* [Check your understanding]
a: In the article on Japan's immigration policy, what percentage of private hospitals lacked enough nurses according to the 1996 Ministry of Health and Welfare report?
b: Write out the part of the article on Japan's immigration policy from "Over the past" to "August 22, 2004).".
c: Extend the article on Japan's exclusion of foreign workers with new text that begins right after its final sentence.

[Extracted text]

The Day When Japanese Patients Seek Care Elsewhere in Asia
John de Boer (Japan Fellow, Stanford University; Research Associate, GLOCOM)
Over the past several years, Japan has been pressing for free trade agreements with its Asian neighbors in the effort to open up their markets and promote regional economic integration. However, in one crucial aspect, Japan is resisting all initiatives that would liberalize the labor market. As Kiroku Hanai remarked in an article published in the Japan Times (August 23, 2004), in regard to foreign workers, "Japan has maintained the toughest exclusion policy" among industrial nations. As Gregory Clark, a long time advisor to the Japanese government on immigration issues, has pointed out, the rationale behind Japan's stringent immigration policies is based on a concern that increased immigration, particularly among "unskilled" workers, would lead to a rise in crime (Japan Times, August 22, 2004).
While criminal activities attributed to foreign gangs have been swelling, there is no evidence indicating that manual laborers who come to Japan in search of an honest living, regardless of whether they have their papers in order, are responsible for the upsurge in crime on the street. The majority of the 200,000 ‘illegal' immigrants engaged in the construction, agricultural, fishing or entertainment industries are busy trying to make a living and send remittances to their home countries. In other words, they have all to loose by involving themselves in theft and other illicit action. Although this view is a conjecture, the Japanese government's rationale against lifting its ‘exclusion act' seems xenophobic and is reminiscent of the racist policy, under which Japanese migrant laborers suffered vis-à-vis the US during the first three decades of the twentieth century.
Japan clearly needs foreign labor to maintain its standard of living. It is not just the construction, agricultural and entertainment industries that require foreign labor. The fastest growing sector in Japan, healthcare, is also crippled by a lack of workers. According to a Ministry of Health and Welfare report published nearly ten years ago (1996), 27 percent of public and 57 percent of private hospitals do not have a sufficient number of nurses to care for their patients. In all likelihood, these numbers have enlarged as Japan's aging and ailing population continues to grow. Nevertheless, Japan continues to maintain an exclusionary policy towards highly qualified Thai and Filipina nurses, prohibiting them from getting licensed and working in Japan.

[/Extracted text]
[Extracted records]

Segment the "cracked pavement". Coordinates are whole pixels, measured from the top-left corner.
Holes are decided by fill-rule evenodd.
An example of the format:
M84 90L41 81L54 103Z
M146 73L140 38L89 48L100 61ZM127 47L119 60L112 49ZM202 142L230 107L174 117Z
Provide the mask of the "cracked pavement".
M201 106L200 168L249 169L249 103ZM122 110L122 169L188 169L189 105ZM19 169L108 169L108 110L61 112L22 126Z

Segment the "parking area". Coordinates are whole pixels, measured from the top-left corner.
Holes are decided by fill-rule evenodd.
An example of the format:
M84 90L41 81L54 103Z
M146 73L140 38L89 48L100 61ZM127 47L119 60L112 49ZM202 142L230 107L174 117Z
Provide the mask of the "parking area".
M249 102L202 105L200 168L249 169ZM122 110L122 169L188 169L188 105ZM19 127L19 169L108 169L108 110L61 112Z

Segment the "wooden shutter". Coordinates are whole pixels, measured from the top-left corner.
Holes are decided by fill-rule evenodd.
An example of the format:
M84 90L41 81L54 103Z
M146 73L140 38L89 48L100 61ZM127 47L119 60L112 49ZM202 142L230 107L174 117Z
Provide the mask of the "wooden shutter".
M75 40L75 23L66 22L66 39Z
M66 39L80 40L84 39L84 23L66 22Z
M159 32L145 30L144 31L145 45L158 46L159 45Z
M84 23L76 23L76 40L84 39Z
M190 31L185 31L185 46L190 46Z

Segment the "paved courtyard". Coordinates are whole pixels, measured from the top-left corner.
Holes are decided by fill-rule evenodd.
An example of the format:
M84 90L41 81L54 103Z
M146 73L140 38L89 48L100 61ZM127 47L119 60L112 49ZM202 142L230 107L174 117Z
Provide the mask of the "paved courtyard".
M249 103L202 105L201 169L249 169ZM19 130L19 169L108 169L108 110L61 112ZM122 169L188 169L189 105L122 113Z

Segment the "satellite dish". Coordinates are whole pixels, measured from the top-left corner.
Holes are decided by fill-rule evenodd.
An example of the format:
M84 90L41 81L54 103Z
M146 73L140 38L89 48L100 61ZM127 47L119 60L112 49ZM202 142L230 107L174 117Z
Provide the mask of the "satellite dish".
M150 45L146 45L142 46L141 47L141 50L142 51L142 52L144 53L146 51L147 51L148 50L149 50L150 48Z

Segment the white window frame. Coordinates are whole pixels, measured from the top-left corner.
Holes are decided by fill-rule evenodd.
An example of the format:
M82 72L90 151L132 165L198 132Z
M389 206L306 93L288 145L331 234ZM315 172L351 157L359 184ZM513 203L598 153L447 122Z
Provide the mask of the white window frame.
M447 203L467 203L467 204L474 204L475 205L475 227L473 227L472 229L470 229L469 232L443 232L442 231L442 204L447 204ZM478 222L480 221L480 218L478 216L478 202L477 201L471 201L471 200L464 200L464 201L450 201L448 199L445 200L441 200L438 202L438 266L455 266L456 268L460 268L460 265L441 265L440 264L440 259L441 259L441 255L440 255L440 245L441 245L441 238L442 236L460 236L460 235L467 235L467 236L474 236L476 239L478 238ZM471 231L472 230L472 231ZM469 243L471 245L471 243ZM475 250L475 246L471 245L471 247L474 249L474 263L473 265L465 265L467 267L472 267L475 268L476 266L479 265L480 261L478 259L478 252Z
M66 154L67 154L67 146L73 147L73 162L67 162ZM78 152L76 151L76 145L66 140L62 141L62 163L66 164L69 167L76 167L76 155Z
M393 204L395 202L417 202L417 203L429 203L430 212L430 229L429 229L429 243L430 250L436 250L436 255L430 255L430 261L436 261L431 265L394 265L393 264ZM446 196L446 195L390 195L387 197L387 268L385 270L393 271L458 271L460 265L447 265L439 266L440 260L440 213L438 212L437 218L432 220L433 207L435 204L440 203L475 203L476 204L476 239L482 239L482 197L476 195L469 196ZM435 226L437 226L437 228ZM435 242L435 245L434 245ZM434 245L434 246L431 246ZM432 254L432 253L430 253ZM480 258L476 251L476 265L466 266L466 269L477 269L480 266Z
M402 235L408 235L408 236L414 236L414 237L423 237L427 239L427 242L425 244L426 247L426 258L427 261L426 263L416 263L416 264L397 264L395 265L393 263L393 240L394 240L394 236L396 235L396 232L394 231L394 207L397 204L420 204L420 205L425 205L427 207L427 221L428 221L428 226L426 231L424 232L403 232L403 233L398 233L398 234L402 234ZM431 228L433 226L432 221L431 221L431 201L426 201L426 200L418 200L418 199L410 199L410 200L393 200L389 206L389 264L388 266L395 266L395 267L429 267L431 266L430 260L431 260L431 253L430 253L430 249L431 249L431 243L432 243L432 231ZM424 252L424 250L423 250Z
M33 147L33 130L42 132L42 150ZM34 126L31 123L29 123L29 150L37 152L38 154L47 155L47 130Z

[/Extracted records]

* [Results for each task]
a: 57 percent

b:
Over the past several years, Japan has been pressing for free trade agreements with its Asian neighbors in the effort to open up their markets and promote regional economic integration. However, in one crucial aspect, Japan is resisting all initiatives that would liberalize the labor market. As Kiroku Hanai remarked in an article published in the Japan Times (August 23, 2004), in regard to foreign workers, "Japan has maintained the toughest exclusion policy" among industrial nations. As Gregory Clark, a long time advisor to the Japanese government on immigration issues, has pointed out, the rationale behind Japan's stringent immigration policies is based on a concern that increased immigration, particularly among "unskilled" workers, would lead to a rise in crime (Japan Times, August 22, 2004).

c:
Japan's insistence on such a policy makes no sense. For decades, Filipina nurses have gone abroad to places such as Canada, Singapore, America, the United Kingdom and Australia to offer top quality healthcare. To my knowledge, all countries are happy with the service that is being provided and continue to open their markets to foreign healthcare professionals. None of them suggest that these nurses are involved in criminal activity. Despite pleas from Japanese industry and industry lobby groups, such as the Keidanren, the Japanese government has yet to lift the restriction that only permanent residents may sit for national examinations to become licensed nurses.
In the meantime, companies such as Sanyo, Toyota and Matsushita are trying to take advantage of this market opportunity by producing robots to care for the elderly. All are pouring millions of dollars into research trying to develop robots that have human characteristics. All the while, perfectly competent human nurses are available if Japan simply allowed them in.
The cost of maintaining this prohibitive policy could be that the ailing and the aging in Japan chose to seek healthcare elsewhere in Asia instead of being treated by an overworked Japanese nurse or be faced with a robot. Perhaps, this option offers a better way to go anyway. It would prevent educated and highly skilled workers from leaving their own needy population and bring in business at the same time. If Japan is serious about integrating regional economies it should either open up the labor market or face the consequences.